Spesso le riflessioni di Franco Milella di Fondazione Fitzcarraldo hanno aperto scenari nuovi in tema di sviluppo locale e politiche culturali, un esempio per tutti gli approfondimenti e le sperimentazioni sui partenariati speciali pubblico-privati previsti dall’art.151. c3. del codice degli appalti. Ora nuovamente ci stupisce con l’articolo “[Riflessioni] La tempesta perfetta e il cambiamento necessario. Cosa fare? Fare ciò che serve” appena pubblicato da AgCult. Un documento di elaborazione strategica basato sulla critica alla situazione esistente, ma estremamente diretto e concreto a indicare le strade possibili. Un contributo che incontra una simbiotica empatia di tutti coloro che facilmente si riconoscono tra gli “invisibili” che lavorano nel settore culturale (e che secondo una nota del testo “Che una recentissima stima operata da Fondazione Fitzcarraldo valuta in un range compreso tra le 230.000 e le 270.000 unità”).
Moltissimi i passaggi che entrano nella profondità delle questioni.

== == ==

__Requisiti del compito__: Sapresti proseguire il testo sull'articolo di Franco Milella per AgCult, ripartendo subito dopo la sua ultima frase? Il materiale qui di seguito è separato e non ha legami con il testo.

== == ==

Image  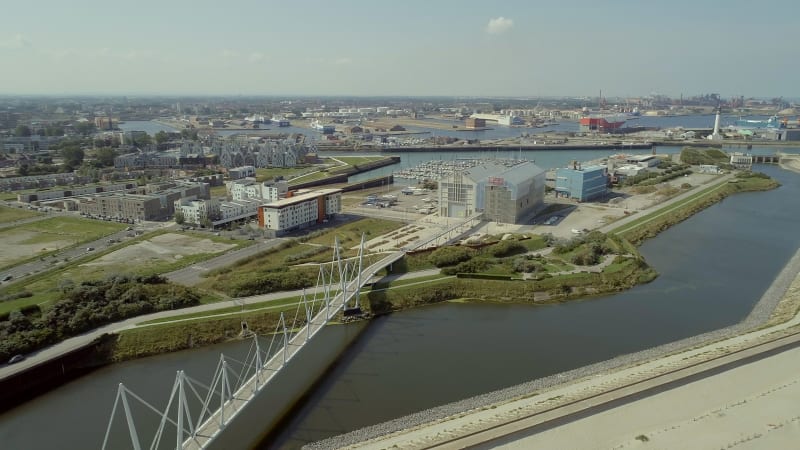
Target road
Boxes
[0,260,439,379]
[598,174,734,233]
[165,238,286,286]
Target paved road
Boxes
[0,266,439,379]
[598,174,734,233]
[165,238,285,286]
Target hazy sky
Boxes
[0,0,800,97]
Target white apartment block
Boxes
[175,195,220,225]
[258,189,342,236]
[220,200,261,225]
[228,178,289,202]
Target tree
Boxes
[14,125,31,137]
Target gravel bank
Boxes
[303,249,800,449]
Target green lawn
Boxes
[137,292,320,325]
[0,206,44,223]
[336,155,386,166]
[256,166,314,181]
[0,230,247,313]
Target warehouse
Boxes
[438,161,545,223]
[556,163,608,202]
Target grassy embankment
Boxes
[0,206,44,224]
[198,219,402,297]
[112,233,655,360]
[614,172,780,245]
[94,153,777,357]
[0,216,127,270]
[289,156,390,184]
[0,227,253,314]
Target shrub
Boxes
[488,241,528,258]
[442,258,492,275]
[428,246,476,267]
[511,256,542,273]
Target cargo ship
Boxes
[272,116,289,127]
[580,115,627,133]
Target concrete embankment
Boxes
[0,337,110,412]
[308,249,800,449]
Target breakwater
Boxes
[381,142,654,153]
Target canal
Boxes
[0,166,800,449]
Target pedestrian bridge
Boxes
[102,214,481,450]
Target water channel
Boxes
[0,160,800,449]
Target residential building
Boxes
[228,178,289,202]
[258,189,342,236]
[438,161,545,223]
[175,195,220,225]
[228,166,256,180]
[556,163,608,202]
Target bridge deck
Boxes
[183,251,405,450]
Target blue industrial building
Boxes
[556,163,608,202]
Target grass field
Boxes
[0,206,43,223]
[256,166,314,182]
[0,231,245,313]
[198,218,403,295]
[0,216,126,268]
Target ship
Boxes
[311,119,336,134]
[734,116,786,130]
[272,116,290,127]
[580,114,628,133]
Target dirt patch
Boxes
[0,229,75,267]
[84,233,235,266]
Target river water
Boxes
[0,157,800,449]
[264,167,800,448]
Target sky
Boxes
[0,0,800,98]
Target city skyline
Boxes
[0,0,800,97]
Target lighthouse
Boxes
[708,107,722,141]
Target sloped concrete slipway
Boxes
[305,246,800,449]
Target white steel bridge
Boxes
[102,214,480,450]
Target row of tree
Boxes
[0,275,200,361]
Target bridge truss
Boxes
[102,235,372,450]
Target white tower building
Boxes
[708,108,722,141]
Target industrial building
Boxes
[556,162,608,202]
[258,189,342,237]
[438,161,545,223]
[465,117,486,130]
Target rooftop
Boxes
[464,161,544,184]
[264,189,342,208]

== == ==

__Risposta scritta__:
Sulla centralità della cultura: “a conti fatti, la domanda culturale non dipende, come effetto, dal benessere economico. È vero l’esatto reciproco: la partecipazione culturale e la densità dell’offerta costituiscono uno dei pilastri delle strategie di sviluppo sostenibile, della crescita economica e del well being delle comunità. Non vi è Sviluppo, non c’è futuro, senza Cultura”.
Sull’esigenza di rinnovare l’attualità dei partenariati aperti tramite “logiche negoziali/fiduciarie e partenariali, per fasi successive, premettono il rispetto della natura sartoriale che impongono le differenze distintive dei contesti in cui opera la Cultura ed una maggiore adeguatezza nella identificazione dei risultati a cui tendere. Bisogna assumere la complessità e la sperimentazione come ragione di riferimento. E smettere di incastonare lo sviluppo progettuale culturale in modelli prefigurati, in catene adempitive, orientate agli output e non agli outcomes, consolatorie di una certezza che non è quasi mai data in partenza nella produzione culturale.Liberiamo le risorse culturali di questo Paese”.
Rimuovendo di netto tutta l’ipocrisia insita “nelle policies pubbliche del nostro Paese, [a cui] sfugge completamente la natura “idiosincratica” della Cultura, in quanto dotata, di “carattere proprio” e non qualificabile esclusivamente in relazione alle proprie dinamiche di business. E sfuggendo la comprensione della natura e del valore principale della Cultura, sfugge anche quella del suo ruolo nella crescita del Capitale Umano come elemento essenziale del successo, ad esempio, del Made in Italy, il cui tratto dirimente è l’incorporazione di valori culturali esclusivi”.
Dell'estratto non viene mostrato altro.